● Task directions
Please pick out each line in the entries below that contains the word "gray", and list those lines in full.

● Records shown
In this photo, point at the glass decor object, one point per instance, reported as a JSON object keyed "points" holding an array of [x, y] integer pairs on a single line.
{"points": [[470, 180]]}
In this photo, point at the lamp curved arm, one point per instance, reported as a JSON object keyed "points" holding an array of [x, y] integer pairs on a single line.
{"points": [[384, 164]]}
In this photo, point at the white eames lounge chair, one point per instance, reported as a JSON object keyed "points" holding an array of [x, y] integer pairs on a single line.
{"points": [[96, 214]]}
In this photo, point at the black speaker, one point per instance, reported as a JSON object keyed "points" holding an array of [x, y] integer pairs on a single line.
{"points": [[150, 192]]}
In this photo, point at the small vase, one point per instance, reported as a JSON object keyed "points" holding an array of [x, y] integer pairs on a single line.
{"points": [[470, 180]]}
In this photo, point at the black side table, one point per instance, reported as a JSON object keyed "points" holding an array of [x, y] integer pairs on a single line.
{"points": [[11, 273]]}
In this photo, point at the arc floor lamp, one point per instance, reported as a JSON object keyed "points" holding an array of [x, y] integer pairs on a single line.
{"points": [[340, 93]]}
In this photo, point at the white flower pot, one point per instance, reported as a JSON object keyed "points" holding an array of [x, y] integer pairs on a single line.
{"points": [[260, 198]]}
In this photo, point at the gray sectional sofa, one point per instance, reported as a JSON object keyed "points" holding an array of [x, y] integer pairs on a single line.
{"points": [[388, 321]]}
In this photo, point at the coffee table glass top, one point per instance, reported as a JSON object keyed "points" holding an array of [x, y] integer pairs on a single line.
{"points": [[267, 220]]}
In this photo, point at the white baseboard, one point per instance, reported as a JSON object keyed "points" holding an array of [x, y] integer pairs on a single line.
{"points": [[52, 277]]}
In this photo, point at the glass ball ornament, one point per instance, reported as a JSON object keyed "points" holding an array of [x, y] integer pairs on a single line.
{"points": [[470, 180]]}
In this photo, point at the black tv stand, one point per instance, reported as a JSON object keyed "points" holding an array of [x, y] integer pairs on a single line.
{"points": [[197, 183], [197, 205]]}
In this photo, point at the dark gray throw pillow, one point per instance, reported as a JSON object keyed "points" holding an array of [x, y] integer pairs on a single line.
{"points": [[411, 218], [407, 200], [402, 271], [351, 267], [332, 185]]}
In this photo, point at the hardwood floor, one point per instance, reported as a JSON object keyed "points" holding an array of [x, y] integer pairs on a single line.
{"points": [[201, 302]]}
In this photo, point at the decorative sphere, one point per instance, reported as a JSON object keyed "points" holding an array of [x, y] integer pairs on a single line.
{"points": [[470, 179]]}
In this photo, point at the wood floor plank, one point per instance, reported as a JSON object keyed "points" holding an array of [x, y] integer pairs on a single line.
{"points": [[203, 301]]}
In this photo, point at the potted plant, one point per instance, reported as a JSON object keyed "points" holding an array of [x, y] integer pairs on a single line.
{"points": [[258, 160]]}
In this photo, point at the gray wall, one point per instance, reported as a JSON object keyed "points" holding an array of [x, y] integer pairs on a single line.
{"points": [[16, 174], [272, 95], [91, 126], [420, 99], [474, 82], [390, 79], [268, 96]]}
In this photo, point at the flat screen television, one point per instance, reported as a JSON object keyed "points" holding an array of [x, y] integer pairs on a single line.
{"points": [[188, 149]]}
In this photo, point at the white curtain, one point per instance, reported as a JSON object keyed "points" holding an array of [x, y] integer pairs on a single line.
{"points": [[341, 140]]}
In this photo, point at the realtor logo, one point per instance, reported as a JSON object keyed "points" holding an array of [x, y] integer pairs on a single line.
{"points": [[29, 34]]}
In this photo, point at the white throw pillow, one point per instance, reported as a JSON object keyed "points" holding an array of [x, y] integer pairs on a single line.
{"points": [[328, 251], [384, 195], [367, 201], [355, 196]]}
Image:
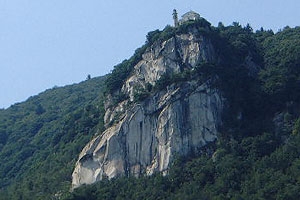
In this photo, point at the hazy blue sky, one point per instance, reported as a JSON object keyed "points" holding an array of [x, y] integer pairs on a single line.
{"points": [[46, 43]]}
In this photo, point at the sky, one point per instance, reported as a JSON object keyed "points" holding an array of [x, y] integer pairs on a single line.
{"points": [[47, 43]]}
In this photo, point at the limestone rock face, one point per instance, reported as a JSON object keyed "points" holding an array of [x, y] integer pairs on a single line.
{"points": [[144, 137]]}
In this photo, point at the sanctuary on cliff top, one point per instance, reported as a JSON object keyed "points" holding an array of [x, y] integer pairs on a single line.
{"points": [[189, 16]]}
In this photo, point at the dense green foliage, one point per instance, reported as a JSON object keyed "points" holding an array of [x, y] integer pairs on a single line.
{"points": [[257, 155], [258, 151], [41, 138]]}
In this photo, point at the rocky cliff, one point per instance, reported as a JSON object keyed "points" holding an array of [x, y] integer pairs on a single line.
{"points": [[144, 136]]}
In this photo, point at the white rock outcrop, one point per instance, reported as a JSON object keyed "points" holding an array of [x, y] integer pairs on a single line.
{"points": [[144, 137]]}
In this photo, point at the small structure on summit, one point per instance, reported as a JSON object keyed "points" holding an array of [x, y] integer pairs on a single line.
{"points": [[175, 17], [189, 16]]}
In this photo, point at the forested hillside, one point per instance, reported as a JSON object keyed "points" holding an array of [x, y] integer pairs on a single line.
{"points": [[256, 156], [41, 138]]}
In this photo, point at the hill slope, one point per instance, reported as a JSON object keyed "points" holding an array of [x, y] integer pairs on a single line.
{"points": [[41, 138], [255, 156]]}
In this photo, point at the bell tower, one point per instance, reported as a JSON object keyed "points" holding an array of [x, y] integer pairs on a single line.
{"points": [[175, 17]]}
* * *
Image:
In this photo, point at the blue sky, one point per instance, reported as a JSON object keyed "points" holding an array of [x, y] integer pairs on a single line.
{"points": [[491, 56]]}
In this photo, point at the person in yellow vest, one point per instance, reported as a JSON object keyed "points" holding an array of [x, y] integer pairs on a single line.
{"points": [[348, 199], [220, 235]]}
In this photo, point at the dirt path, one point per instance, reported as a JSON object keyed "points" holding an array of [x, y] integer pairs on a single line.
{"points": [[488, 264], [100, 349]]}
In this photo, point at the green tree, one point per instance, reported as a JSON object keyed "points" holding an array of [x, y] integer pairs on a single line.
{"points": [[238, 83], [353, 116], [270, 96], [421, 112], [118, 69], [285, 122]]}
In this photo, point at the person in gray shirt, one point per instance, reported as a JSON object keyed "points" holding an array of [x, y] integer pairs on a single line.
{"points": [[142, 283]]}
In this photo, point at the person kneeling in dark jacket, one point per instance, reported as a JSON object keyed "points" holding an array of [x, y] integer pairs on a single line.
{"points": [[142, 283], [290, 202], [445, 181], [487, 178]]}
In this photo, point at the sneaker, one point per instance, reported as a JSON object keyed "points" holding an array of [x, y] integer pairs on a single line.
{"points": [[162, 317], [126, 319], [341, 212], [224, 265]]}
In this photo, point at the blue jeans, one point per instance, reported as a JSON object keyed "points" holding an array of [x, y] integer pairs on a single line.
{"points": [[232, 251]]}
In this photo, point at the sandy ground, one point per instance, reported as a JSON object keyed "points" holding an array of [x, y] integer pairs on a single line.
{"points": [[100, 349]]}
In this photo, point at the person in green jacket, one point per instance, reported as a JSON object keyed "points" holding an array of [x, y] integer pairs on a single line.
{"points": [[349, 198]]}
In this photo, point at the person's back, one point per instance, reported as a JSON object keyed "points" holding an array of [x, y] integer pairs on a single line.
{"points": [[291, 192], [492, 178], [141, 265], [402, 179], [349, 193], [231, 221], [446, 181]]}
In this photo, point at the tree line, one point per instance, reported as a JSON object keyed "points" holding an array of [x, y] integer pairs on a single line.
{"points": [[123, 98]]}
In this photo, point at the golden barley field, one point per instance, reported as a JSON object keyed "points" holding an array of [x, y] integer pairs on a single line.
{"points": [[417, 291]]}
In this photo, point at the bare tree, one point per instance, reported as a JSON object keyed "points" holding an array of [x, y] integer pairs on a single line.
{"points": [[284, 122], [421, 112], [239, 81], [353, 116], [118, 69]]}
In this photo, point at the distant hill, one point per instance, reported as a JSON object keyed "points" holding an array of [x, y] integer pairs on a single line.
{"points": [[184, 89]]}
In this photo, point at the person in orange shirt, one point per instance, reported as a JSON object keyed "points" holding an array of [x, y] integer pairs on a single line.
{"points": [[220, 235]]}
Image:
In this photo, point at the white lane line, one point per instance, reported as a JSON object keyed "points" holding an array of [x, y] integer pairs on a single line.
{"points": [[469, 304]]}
* * *
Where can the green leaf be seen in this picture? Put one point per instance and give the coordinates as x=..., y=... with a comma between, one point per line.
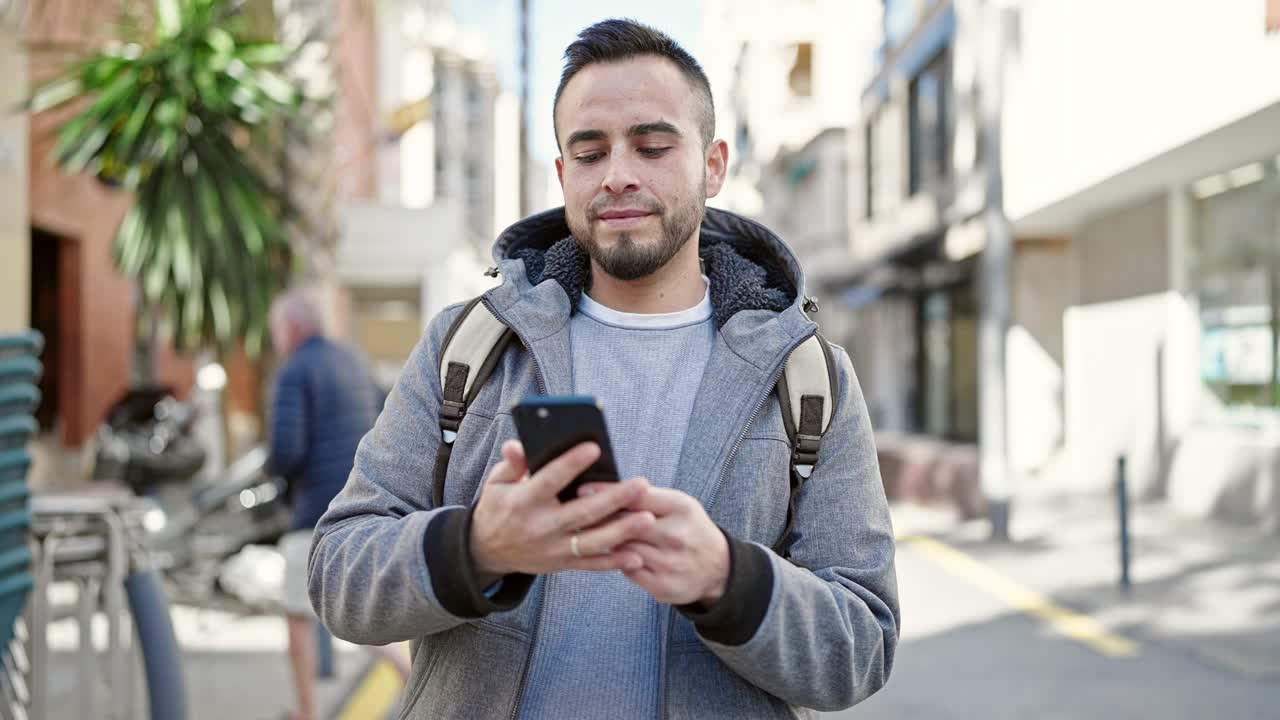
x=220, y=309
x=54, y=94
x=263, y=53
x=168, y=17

● Task solution
In this photo, point at the gray sectional sofa, one point per instance, reported as a JSON object keyed "points" holding an array of [x, y] integer pairs on a single line.
In this photo, point at the dark gray throw pillow, one point per instance, reported as a JSON object keyed "points" holding an array of [x, y] integer pairs on a single line.
In this photo, point at the gray wall, one point per instance, reported as a JSON object keyed "points" holding an array of [x, y] integer pairs on a single line.
In this photo, point at the person in gray shirt, one point per instance, reported as a JSON object keyed "points" holding an array of [x, y] integer pairs on a single line.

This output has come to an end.